Requirement A: Render everything from the line containing "[point] crowd of people" down to the end of the entries as a Markdown table with the columns Row and Line, omitting blank lines.

The process of data collection to data analysis and archiving should follow the FAIR principle which stands for Findable, Accessible, Interoperable and Reusable.

  • Following the FAIR principle, there are packages in R which have been developed to ease the data wrangling process, while ensuring the code/process is reproducable. tidyverse packages are some of the easy to use packages and you can read more about them here [https://www.tidyverse.org].

  • We will be using these packages throughout this course and to install them, use the command

install.packages(tidyverse)
# installs packages tidyr; dplyr; ggplot2; readr; purrr; tibble; stringr; forcats; lubridate; haven

4.1 Tools for manipulating data

library(tidyverse)

Extracted entries:
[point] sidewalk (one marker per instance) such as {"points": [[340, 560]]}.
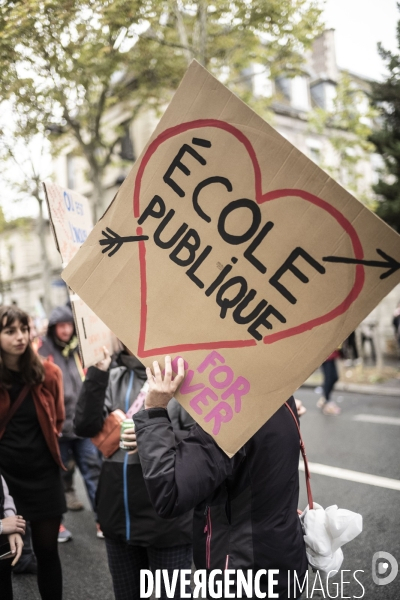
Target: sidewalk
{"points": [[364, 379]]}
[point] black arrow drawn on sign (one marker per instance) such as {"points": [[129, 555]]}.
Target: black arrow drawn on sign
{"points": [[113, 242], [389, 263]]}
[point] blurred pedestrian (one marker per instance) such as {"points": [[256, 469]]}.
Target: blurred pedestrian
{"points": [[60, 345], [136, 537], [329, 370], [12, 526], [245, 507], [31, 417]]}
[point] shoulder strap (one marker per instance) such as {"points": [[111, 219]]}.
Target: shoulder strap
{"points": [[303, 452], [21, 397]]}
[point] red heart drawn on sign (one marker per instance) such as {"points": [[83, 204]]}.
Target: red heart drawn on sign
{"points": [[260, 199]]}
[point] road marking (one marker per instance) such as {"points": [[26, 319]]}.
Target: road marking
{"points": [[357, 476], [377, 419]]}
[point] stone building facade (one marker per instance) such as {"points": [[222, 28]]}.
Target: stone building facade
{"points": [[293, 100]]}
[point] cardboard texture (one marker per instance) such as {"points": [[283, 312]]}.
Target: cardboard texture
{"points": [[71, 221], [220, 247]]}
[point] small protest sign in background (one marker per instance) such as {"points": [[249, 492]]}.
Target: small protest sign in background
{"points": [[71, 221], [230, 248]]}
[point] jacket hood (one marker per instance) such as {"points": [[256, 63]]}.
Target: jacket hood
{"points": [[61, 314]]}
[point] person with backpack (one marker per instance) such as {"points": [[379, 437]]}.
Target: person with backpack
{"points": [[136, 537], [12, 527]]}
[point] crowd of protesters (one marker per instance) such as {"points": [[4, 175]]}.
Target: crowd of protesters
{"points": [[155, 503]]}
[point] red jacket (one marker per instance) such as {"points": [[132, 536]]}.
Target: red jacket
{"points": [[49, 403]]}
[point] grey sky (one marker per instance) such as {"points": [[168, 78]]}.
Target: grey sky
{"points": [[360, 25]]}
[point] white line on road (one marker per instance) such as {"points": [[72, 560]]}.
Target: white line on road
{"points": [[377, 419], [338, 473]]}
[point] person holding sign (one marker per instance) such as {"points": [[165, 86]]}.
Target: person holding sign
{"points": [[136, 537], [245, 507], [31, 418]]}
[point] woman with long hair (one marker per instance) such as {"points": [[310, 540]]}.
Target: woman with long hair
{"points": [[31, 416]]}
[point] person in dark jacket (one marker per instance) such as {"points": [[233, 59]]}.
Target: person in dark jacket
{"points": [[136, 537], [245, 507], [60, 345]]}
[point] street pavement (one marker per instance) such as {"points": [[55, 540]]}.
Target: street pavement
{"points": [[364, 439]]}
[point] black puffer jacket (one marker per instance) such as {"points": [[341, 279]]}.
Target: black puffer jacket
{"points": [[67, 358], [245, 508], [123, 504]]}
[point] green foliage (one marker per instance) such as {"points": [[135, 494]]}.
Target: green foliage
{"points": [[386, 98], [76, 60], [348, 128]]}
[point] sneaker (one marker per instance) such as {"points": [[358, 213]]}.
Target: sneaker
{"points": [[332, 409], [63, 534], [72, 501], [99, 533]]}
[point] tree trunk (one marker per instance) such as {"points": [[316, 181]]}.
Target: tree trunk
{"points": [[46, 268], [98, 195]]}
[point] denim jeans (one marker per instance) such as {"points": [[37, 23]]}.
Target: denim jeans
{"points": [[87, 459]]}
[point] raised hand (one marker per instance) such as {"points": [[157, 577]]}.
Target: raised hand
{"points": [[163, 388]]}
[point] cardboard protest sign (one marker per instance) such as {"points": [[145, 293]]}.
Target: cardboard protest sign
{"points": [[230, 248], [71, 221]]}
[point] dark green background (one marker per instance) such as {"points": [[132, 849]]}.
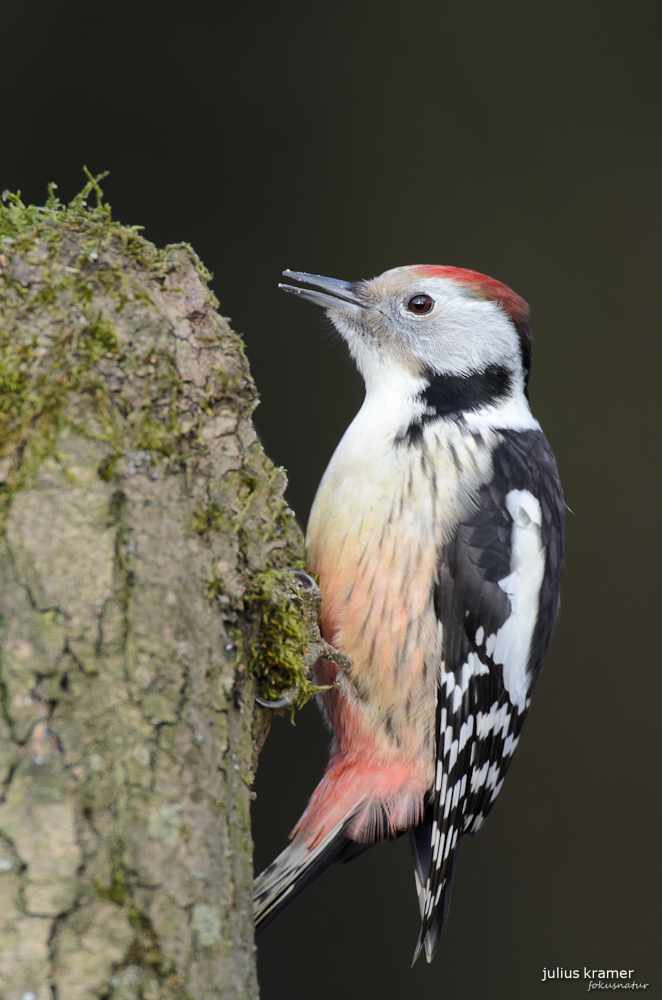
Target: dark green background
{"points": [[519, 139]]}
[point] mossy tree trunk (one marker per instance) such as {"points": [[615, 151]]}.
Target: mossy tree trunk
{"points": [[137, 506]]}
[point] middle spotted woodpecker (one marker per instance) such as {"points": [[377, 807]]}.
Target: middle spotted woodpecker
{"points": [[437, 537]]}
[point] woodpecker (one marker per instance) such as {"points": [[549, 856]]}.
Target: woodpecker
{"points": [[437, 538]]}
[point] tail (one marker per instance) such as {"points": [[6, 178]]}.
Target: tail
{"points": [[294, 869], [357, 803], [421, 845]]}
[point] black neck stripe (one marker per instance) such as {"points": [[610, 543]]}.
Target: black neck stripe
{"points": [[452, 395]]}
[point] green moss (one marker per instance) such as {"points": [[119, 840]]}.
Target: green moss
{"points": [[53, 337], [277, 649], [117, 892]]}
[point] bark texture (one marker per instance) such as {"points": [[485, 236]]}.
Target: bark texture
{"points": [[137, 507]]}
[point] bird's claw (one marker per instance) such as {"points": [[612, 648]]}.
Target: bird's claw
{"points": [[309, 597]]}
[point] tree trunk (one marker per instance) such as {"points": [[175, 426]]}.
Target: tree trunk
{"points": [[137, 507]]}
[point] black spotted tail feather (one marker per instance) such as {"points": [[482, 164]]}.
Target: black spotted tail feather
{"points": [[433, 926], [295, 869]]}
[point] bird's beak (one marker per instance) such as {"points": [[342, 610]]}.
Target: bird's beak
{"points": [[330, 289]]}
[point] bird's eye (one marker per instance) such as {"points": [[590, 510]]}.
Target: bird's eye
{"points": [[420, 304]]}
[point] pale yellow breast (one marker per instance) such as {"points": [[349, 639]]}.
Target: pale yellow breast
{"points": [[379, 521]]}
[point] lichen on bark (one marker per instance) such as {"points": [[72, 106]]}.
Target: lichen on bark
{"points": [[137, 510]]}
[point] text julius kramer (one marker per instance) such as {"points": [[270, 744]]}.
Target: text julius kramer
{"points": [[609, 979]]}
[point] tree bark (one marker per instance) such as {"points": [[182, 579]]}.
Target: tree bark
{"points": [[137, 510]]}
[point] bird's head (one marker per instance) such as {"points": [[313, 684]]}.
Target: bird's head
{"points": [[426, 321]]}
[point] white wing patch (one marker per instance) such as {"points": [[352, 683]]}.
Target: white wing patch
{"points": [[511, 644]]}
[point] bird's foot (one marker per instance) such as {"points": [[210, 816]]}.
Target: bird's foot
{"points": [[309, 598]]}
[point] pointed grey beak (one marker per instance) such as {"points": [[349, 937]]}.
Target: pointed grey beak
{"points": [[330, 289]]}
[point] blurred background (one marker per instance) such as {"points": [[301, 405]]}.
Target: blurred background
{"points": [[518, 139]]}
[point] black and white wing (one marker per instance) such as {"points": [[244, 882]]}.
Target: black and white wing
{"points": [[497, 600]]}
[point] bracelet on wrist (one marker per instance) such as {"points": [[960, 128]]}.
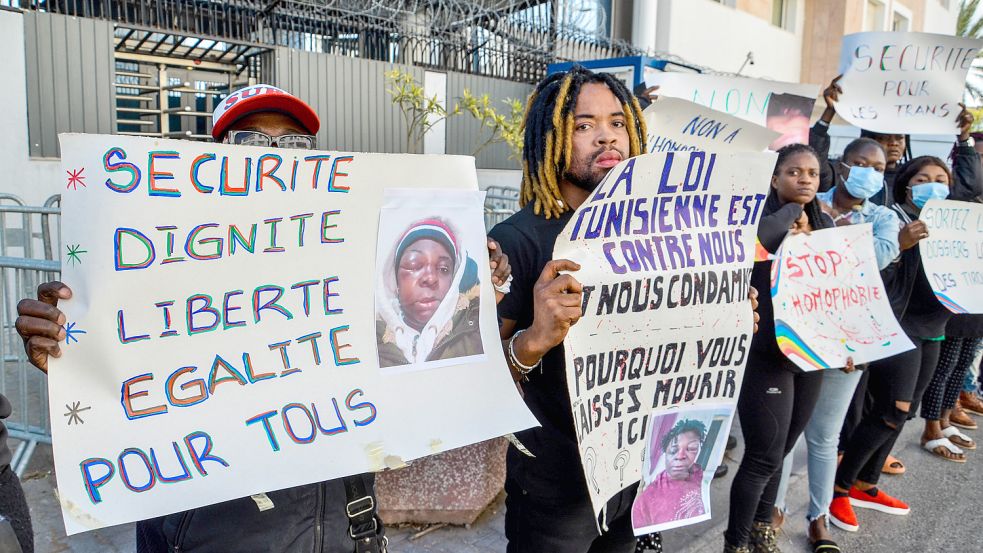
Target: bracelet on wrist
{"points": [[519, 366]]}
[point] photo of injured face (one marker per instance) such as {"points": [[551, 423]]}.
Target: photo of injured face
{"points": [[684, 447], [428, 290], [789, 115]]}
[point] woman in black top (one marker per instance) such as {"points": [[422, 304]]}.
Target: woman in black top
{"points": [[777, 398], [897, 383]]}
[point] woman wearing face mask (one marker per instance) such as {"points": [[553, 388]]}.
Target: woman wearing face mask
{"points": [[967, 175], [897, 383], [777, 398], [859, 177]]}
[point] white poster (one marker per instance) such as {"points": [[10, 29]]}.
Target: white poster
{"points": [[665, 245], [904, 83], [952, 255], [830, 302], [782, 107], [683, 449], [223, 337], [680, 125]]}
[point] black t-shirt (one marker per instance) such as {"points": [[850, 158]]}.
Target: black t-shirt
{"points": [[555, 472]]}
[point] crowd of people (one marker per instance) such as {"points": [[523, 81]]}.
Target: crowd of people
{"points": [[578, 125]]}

Requirement B: Extend the passage on tidyverse tools for data wrangling in R from its final line onward.

Task response A:
| Row | Line |
|---|---|
| 1 | [point] crowd of people (one marker per instance) such as {"points": [[523, 81]]}. |
| 2 | Target: crowd of people |
| 3 | {"points": [[578, 125]]} |

Task response B:
# loads packages tidyr; dplyr; ggplot2; readr; purrr; tibble; stringr; forcats; lubridate; haven
  • library(tidyr): It helps you create tidy data
    • pivot_longer() # transposes your data to long format
    • pivot_wider() # transposes your data to wide format
    • separate() # changes a single column into multiple columns
    • unite() # combines multiple columns into a single column
  • library(dplyr): It has functions for data manipulation and some of these include:
    • select() # picks columns based on their names
    • filter() # picks cases based on their values
    • group_by() # manipulates data by groups
    • summarise() #reduces multiple values to a single summary
    • arrange() #changes the ordering of rows
    • join() # combines multiple datasets into one
    • mutate() # adds new columns or manipulates existing columns
    • recode() # recode the data
  • library(ggplot2): Used for creating graphics- the gg stands for grammar of graphics
    • ggplot() #supply a dataset for graphics
    • geom_histogram() #for plotting histograms
    • geom_line() # for plotting line graphs
    • geom_bar() # for plotting bar graphs
    • scale_colour_brewer() # for adding color to the graphs
    • facet_wrap() # giving faceting specifications for graphs
  • library(readr): Provides a fast and friendly way to import data into R
    • read_csv() # import comma separated files
    • read_csv2() # semi-colon Delimited Files (common in countries where , is used as the decimal place)
    • read_delim() # import files with any Delimiter
    • read_fwf() # import fixed width files
    • read_tsv() # import tab Delimited files
    • read_table() # import files where columns are separated by white-space
    • write_csv() # write data to your computer in csv format
    • write_tsv() # write data to your computer in tab delimited format
  • library(haven)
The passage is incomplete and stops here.